» **The problem**:
Write out exactly the lines of the entries below from the one holding "We've been asked to identify the churchyard" to the one holding "We've been asked to identify the weathered", inclusive, and leave out all other lines.

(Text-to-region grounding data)
---*---
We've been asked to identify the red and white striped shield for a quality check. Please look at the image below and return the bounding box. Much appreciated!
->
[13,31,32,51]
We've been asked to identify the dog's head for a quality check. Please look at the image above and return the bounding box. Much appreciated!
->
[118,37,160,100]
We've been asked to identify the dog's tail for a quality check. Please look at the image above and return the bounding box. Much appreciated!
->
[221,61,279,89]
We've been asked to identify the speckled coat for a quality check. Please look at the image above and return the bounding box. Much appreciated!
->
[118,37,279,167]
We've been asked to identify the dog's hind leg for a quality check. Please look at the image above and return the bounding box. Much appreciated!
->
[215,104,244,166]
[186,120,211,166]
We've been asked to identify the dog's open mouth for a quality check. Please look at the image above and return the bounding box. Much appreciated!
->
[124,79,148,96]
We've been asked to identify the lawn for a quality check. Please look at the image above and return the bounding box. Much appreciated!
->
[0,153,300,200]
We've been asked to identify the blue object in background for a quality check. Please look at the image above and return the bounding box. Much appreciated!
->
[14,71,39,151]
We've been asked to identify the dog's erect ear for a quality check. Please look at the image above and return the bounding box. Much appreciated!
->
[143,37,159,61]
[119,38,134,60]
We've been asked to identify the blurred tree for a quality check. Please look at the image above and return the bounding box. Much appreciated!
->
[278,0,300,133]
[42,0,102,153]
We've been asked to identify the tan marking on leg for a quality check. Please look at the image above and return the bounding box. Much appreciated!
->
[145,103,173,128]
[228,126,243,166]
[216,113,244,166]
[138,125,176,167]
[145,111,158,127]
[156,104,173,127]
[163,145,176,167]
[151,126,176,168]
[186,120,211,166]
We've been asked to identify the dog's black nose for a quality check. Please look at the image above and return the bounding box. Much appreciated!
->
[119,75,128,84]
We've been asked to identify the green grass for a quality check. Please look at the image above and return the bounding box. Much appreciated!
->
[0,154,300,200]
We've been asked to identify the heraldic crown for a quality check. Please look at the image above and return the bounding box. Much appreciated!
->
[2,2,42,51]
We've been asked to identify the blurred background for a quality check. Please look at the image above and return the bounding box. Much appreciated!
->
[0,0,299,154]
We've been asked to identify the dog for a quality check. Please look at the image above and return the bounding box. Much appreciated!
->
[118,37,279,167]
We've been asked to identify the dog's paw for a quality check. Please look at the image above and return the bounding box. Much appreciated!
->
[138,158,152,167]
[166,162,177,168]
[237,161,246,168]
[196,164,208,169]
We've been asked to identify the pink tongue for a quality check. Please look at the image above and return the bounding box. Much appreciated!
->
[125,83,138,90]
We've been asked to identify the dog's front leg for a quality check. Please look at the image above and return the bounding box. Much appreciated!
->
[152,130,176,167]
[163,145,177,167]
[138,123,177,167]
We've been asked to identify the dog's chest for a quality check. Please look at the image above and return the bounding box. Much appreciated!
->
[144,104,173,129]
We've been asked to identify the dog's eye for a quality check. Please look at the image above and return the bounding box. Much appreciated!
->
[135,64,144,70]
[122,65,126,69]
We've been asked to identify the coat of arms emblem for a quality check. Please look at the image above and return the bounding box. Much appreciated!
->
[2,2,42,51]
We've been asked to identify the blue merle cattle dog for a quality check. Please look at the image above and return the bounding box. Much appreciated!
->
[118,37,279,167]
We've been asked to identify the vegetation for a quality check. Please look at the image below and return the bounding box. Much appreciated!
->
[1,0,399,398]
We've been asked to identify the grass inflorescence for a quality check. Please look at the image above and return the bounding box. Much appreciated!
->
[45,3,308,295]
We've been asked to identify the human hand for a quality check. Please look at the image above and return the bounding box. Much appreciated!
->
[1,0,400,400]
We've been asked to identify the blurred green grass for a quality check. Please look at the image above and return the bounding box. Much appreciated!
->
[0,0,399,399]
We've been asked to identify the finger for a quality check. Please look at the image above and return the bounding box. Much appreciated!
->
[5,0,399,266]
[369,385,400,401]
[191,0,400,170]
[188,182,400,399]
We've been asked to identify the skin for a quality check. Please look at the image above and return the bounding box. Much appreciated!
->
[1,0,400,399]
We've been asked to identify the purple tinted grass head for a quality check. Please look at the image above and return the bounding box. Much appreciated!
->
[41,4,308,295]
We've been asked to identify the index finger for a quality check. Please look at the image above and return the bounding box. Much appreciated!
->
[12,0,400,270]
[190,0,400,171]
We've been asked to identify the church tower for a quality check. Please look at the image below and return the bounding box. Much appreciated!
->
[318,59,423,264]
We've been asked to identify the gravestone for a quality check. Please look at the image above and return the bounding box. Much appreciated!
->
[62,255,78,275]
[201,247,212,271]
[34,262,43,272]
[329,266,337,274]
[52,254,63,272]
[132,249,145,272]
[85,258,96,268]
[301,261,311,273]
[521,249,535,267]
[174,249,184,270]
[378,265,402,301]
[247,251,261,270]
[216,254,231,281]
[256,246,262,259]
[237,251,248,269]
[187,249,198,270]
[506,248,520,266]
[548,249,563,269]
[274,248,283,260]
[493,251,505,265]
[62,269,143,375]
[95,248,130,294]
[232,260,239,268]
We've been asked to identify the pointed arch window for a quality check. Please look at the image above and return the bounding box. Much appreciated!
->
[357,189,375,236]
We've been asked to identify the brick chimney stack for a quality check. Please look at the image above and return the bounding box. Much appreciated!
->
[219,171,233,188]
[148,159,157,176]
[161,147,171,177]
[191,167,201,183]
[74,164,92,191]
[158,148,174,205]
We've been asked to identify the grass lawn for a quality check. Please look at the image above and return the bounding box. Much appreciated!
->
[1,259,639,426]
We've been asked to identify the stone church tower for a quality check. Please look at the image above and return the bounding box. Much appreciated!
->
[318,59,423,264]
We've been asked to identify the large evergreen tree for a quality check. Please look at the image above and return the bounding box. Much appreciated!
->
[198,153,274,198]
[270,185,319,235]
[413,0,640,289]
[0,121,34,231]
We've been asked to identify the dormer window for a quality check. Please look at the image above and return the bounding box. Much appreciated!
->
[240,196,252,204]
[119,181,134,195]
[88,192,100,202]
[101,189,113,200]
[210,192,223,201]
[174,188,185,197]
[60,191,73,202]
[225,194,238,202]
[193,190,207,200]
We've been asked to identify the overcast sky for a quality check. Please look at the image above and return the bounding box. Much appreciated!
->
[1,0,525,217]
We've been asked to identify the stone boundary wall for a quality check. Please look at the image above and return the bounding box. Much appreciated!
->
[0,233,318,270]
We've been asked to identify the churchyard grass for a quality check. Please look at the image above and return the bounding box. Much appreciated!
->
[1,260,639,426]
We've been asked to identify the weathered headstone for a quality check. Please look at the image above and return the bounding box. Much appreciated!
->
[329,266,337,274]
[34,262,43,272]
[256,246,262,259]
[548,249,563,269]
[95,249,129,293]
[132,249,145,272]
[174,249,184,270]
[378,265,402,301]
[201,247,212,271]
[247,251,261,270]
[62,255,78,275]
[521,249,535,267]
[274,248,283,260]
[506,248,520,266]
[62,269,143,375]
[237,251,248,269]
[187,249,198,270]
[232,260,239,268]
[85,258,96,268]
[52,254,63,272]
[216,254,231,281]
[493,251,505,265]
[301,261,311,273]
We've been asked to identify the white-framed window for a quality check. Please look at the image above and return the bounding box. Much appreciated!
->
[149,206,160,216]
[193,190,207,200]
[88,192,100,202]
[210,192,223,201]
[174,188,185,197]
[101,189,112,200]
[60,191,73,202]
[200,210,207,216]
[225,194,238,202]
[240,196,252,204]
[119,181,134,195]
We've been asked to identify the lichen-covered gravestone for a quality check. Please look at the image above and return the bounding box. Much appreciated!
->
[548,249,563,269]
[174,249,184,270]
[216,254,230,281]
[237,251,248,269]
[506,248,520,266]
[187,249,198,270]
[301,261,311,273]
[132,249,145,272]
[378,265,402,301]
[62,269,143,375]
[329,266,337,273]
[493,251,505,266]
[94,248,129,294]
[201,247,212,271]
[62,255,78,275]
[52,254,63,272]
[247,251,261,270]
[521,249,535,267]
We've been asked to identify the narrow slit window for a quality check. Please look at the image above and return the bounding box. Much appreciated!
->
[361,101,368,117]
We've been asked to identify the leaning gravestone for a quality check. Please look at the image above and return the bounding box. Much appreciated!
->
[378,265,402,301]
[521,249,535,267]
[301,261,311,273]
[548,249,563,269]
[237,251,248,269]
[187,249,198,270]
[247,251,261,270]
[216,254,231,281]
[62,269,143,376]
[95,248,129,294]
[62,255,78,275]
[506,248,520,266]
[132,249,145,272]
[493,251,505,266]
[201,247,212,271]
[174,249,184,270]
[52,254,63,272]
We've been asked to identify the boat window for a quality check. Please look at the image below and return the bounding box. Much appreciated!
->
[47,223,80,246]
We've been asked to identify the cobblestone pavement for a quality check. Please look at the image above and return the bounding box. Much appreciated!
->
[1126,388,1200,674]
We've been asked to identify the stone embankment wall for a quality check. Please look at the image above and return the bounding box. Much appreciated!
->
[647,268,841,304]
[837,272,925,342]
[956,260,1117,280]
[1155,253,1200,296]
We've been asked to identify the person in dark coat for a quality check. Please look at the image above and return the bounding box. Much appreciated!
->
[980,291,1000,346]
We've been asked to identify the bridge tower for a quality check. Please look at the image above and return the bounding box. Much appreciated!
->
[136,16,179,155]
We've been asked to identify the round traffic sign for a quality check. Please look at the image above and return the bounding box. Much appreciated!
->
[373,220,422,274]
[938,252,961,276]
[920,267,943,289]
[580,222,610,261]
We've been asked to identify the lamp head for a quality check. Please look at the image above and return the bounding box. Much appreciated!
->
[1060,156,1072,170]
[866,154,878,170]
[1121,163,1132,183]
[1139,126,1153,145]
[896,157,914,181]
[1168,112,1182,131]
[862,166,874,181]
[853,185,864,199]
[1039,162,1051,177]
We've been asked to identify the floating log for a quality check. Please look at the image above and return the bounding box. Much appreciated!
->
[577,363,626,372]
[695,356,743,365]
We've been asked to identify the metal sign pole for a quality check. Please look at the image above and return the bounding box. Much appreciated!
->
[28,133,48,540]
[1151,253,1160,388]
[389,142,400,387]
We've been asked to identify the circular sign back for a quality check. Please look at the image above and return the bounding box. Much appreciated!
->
---*---
» **Exercise solution**:
We've been asked to identify the churchyard grass for a quality check. Please look at the image above and return the bounding box. Much appreciated!
->
[1,260,639,426]
We've been asked to identify the weathered headstone for a quality check. Please look at the image above and return the bounding box. Much appreciated!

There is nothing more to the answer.